**TASK STATEMENT**. In the entries below, filter for the word "this" and copy every matching line.

===== INPUT DATA =====

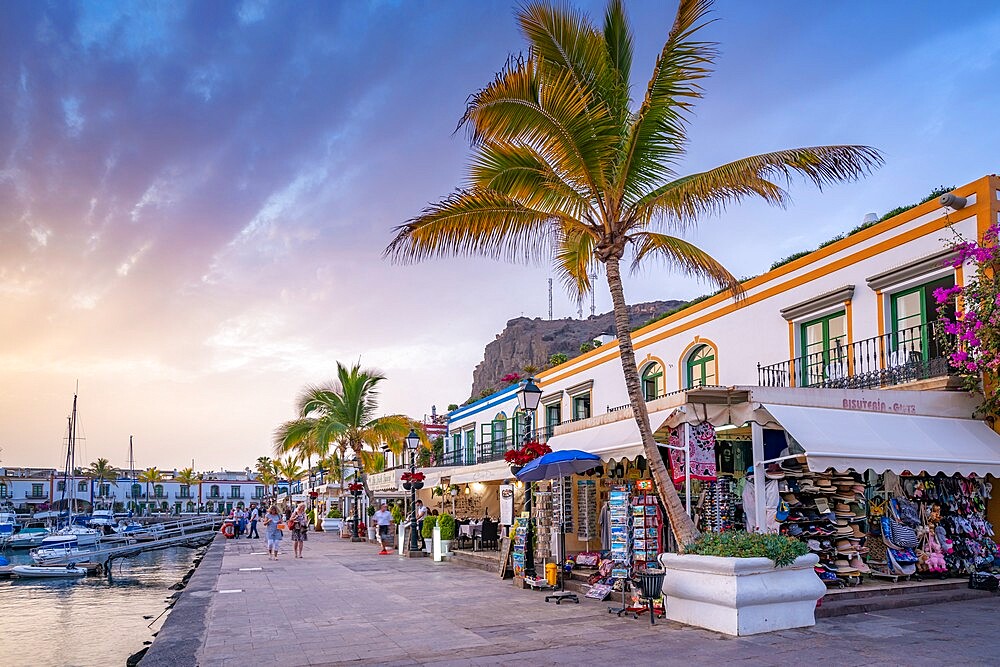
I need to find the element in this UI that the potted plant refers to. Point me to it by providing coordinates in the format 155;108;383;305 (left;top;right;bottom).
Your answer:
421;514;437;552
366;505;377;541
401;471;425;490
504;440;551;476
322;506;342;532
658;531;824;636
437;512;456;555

=====
===== INPUT DATA =====

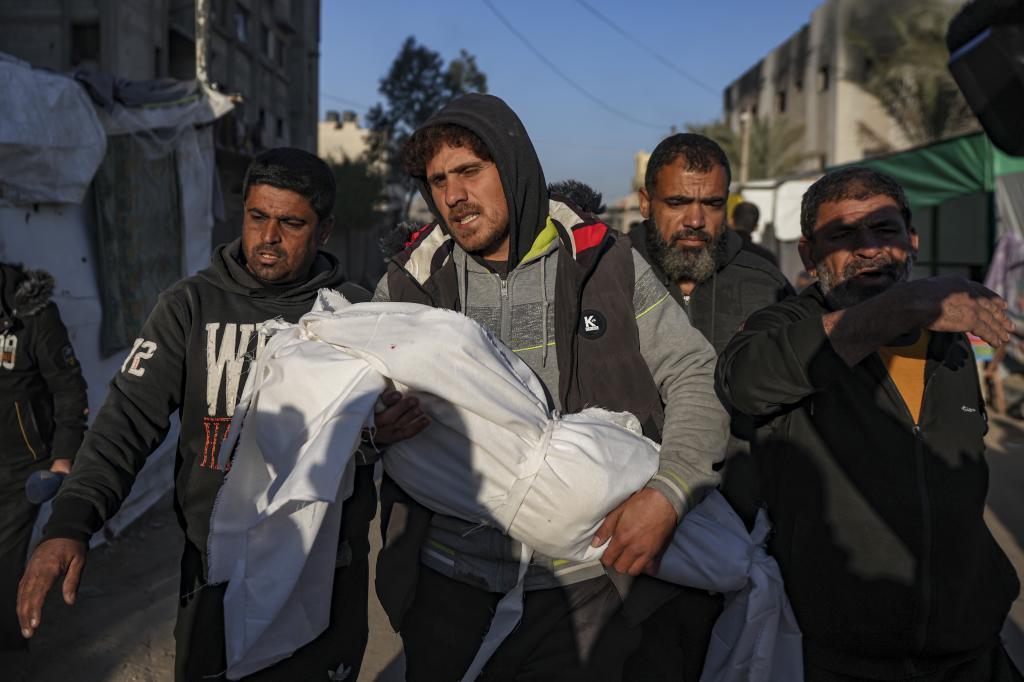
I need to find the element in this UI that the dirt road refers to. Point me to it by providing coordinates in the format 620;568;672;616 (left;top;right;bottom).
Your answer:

=====

**EXERCISE SOLUTION**.
I need to find the element in this UI that the potted plant refers to. Point me to it by providing coordinates in the format 155;108;383;305 (left;top;right;bottom).
I need to find the element in this UI that the dirt road refers to. Point me to it by providing coordinates in the format 620;568;672;616 (left;top;right;bottom).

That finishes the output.